(Stored data entries)
++++++++++

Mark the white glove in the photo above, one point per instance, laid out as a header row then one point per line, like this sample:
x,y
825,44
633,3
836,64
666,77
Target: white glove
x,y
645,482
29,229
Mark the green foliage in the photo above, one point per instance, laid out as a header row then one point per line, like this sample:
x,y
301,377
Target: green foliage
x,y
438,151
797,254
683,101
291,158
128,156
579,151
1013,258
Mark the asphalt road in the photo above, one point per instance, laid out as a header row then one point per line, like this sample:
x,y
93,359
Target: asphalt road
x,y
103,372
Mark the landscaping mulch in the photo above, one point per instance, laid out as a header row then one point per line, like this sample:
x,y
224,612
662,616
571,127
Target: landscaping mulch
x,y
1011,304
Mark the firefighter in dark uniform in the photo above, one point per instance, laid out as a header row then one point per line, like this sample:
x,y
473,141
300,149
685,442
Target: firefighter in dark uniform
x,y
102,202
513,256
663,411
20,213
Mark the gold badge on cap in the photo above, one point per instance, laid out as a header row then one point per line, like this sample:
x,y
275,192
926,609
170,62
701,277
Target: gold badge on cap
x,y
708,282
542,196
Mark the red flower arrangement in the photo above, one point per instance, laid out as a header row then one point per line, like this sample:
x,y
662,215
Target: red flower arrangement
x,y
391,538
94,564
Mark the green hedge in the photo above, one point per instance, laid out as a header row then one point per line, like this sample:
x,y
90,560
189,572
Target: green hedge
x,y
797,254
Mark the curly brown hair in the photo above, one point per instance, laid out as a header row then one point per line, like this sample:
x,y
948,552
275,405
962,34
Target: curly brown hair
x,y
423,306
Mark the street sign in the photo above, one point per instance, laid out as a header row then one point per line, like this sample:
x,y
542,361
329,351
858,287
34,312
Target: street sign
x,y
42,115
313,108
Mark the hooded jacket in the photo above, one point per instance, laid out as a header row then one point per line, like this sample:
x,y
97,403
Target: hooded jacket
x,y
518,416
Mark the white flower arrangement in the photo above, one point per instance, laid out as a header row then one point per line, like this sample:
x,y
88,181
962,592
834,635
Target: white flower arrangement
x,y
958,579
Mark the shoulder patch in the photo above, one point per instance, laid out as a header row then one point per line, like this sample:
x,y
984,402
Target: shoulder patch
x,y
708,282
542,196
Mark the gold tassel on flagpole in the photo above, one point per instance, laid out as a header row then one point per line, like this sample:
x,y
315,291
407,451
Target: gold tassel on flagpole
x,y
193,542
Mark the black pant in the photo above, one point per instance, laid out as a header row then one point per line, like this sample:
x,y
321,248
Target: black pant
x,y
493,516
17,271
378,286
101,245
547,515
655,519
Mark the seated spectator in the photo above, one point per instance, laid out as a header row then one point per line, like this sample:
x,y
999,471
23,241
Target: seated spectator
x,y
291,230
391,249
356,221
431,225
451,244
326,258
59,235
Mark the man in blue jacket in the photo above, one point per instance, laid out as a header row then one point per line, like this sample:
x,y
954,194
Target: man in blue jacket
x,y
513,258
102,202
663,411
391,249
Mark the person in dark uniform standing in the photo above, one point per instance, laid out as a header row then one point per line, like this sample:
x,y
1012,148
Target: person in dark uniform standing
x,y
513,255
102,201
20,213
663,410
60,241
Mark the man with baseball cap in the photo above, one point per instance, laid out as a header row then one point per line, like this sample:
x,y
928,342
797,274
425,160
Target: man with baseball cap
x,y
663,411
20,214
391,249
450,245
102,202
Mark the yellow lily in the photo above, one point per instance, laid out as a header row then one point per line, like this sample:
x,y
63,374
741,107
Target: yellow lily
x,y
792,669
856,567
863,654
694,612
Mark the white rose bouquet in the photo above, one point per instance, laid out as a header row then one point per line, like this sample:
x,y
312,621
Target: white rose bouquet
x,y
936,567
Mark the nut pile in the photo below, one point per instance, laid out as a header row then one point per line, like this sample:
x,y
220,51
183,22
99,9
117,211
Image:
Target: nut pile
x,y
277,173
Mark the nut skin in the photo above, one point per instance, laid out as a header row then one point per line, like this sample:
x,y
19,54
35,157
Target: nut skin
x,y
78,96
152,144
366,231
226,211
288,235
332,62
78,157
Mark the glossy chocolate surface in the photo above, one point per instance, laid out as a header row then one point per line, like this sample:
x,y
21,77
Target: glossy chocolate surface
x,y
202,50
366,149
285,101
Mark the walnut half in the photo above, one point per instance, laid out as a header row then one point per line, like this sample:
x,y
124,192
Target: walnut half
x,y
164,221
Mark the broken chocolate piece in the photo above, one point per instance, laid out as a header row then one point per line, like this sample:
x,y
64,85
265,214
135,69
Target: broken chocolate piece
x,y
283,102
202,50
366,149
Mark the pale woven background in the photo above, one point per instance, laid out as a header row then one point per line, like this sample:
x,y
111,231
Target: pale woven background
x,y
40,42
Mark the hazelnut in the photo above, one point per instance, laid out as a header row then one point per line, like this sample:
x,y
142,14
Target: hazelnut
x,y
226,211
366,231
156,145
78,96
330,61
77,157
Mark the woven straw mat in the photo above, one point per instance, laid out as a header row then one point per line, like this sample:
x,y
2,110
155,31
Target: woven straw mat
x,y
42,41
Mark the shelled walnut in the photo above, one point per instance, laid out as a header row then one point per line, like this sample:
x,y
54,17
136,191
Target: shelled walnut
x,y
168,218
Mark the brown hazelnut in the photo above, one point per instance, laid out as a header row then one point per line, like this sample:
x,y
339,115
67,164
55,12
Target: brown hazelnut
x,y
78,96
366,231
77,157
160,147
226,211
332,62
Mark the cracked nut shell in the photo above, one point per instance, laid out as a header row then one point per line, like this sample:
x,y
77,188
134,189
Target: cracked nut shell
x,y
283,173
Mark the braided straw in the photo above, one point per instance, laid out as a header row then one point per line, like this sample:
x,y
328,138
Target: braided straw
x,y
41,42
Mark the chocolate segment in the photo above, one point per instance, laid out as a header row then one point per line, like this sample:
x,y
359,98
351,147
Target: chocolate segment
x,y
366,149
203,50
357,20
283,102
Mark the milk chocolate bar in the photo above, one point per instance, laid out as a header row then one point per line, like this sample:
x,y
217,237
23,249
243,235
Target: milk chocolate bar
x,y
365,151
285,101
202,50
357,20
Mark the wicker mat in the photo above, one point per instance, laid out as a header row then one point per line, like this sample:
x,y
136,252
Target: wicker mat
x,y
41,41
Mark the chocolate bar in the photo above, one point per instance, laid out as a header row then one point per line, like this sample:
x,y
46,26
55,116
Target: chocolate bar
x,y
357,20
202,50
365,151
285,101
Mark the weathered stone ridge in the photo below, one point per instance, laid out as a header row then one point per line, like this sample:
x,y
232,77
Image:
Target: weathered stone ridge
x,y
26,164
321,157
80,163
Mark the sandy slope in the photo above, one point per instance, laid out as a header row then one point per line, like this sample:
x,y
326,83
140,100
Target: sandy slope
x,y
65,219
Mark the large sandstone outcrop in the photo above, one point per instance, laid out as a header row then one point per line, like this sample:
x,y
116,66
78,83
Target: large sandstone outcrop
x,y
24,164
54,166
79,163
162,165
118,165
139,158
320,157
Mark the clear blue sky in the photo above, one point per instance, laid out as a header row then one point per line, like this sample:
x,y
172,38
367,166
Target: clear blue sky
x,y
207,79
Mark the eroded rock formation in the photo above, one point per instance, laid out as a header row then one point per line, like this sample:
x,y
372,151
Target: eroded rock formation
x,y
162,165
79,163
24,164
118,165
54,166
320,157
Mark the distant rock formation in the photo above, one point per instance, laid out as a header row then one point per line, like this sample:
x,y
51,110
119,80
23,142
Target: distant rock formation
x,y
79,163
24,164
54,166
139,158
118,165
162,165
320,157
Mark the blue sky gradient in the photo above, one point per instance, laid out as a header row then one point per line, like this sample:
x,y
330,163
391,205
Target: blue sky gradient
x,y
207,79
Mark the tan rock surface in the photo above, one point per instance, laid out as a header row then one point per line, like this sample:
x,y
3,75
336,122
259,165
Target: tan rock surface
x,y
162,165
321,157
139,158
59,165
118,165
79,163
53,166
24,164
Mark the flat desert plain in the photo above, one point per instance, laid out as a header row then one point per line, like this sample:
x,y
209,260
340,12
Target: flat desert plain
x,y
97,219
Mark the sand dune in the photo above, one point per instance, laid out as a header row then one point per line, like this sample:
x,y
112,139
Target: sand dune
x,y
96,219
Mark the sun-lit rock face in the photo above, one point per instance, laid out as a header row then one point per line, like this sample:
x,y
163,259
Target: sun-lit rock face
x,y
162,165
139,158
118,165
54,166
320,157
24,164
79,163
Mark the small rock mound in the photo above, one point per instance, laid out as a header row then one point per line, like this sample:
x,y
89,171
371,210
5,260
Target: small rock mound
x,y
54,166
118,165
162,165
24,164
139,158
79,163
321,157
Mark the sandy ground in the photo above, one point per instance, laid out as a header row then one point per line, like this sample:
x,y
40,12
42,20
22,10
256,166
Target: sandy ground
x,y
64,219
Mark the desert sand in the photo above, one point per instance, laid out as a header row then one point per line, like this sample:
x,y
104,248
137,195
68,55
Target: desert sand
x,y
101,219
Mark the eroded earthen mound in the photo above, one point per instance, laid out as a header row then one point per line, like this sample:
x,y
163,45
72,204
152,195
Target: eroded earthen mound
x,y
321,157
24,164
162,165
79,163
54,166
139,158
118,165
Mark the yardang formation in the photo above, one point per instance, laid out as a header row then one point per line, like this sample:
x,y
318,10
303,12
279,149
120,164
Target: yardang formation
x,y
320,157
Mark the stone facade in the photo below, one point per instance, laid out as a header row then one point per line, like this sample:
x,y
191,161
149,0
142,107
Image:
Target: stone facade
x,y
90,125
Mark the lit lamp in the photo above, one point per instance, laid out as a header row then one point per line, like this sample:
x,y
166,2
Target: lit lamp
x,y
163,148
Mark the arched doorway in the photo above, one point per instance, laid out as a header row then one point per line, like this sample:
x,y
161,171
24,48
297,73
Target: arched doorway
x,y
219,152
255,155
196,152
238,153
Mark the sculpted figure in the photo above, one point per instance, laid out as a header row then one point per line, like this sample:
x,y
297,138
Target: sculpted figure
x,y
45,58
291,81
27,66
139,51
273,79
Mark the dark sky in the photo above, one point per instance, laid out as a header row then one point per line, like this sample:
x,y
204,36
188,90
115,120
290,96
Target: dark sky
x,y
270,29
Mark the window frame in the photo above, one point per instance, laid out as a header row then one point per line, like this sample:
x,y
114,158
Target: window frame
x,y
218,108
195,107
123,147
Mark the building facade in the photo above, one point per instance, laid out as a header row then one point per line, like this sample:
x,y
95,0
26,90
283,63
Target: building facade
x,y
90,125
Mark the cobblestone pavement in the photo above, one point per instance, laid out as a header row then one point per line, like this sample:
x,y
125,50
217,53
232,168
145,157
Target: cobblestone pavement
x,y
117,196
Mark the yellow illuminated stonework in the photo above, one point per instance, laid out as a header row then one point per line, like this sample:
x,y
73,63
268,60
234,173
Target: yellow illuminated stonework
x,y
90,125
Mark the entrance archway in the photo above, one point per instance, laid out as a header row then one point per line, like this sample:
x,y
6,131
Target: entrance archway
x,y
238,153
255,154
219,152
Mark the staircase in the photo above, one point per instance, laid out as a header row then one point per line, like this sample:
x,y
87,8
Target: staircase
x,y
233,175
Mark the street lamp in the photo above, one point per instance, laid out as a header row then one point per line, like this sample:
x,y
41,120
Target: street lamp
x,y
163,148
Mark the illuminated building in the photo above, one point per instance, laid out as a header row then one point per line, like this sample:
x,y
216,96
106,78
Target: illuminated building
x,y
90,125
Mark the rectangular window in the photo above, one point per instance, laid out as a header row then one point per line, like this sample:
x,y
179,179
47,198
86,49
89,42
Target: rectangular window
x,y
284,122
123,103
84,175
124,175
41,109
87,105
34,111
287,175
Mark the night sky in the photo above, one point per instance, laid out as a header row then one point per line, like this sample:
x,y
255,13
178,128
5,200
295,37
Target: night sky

++++++++++

### What is required
Give the count, and only the count, of lines in these records that hold the string "night".

### Response
2